TASK TO COMPLETE
Can you quote the records below in full, word for word?

(Excerpt from a dataset)
***

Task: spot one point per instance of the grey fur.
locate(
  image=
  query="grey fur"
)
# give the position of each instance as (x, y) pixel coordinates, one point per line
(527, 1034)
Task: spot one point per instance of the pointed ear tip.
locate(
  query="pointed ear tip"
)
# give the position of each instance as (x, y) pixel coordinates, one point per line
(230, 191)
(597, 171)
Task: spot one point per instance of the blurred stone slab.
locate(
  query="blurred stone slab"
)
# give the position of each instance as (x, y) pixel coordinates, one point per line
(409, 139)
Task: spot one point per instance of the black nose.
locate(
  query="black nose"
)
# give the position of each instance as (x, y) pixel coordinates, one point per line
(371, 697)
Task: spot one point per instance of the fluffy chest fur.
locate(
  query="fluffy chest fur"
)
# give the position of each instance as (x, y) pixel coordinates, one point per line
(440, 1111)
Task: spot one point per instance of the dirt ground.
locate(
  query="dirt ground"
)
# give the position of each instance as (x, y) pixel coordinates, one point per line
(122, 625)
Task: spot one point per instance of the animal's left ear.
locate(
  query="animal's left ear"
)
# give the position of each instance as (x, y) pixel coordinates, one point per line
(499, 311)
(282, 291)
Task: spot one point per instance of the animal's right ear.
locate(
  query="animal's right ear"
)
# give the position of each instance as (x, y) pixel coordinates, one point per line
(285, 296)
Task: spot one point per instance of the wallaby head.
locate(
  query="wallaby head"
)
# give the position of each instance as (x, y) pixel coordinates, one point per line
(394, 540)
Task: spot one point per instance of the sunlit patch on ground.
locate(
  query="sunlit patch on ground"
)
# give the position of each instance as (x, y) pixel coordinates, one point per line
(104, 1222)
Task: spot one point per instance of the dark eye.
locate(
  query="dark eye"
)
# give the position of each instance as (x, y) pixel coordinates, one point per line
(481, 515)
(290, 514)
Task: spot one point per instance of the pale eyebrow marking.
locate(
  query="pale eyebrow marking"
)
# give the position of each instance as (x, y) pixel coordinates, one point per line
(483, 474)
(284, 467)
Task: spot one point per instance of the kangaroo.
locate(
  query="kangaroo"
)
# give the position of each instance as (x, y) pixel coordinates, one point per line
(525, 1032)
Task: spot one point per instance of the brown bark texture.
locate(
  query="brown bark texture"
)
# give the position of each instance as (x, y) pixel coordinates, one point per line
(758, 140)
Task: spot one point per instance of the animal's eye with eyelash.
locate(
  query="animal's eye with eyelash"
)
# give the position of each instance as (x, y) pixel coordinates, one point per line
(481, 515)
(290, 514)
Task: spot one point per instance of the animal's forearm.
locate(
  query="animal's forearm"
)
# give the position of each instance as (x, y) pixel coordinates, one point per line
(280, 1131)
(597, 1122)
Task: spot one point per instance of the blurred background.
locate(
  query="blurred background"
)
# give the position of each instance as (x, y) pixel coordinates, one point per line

***

RESULT OF THE TASK
Task: spot one point per instance of the grey fur.
locate(
  image=
  query="grey fur"
)
# give the position of each instance as (x, y) pixel coordinates, one point per line
(527, 1034)
Task: spot one point per instance of the pointed ear tip.
locate(
  query="pointed ear tip"
)
# give the position of each instance as (x, y) pixel coordinates, one point per line
(230, 191)
(597, 171)
Task: spot one point per instance of the blurred stone slab.
locate(
  query="blurred stone slab"
)
# give the position of each instance as (x, y) pixel coordinates, one point per line
(409, 139)
Task: spot one point per instance of the black nose.
locate(
  query="black nose"
)
# give the position of each instance as (x, y) pixel coordinates, one point per line
(371, 697)
Task: spot one point per instance of the fluffy chest fur.
locate(
  query="fluffy chest fur"
)
# give the position of each instance as (x, y) pixel coordinates, one point per line
(440, 1111)
Task: spot one point per instance of the dirt ground.
locate(
  query="dirt ground"
)
# give the position of each instance as (x, y) pixel coordinates, one point per line
(122, 625)
Task: spot one point per instance of the animal's left ear.
locate(
  query="animal's left ear"
)
# give the position of each instance as (x, y) pixel coordinates, one point per line
(499, 311)
(282, 291)
Task: spot one point per instance of the animal's right ear.
locate(
  query="animal's right ear"
)
# give the position of each instance as (x, y) pixel coordinates, one point per line
(285, 296)
Task: spot one point per instance of the wallaby head.
locate(
  query="wallaby head"
)
# give the position of each instance as (x, y) pixel coordinates, one point per line
(394, 540)
Task: spot one point per instance of the sunlit patch on ground.
locate(
  query="sunlit patch on ground"
)
# give the position of each instance as (x, y) pixel coordinates, one point per line
(104, 1222)
Task: spot one point per instance of the dark eye.
locate(
  query="dark eye"
)
# give the position of each instance as (x, y) pixel coordinates, one point per line
(481, 515)
(290, 514)
Task: spot one point per instance of the pale eyebrow marking.
locate(
  query="pale eyebrow marking"
)
# give the position of each instance as (x, y) pixel coordinates, one point per line
(483, 474)
(284, 467)
Task: spot one point per instance of the kangaroo.
locate(
  query="kangaroo"
)
# give the position of each instance as (x, y) pixel coordinates, one point per line
(525, 1032)
Task: spot one point per instance of the brown bark texture.
locate(
  query="brown bark texture"
)
# give the position of each instance as (x, y) pixel coordinates, one point per line
(758, 140)
Task: spot one point per instance of the animal's eye with eyelash.
locate(
  query="animal's eye with eyelash"
)
# give the position of each instance as (x, y) pixel coordinates, one point per line
(481, 515)
(290, 514)
Task: spot one point per instance of the animal's forearm.
locate(
  query="animal's forearm"
)
# give the position of each instance as (x, y) pixel coordinates, one point per line
(280, 1131)
(597, 1122)
Task: spot one point per instance of the blurred background.
locate(
  query="blurred background"
)
# give the position of each instance as (x, y) pixel coordinates, one point per line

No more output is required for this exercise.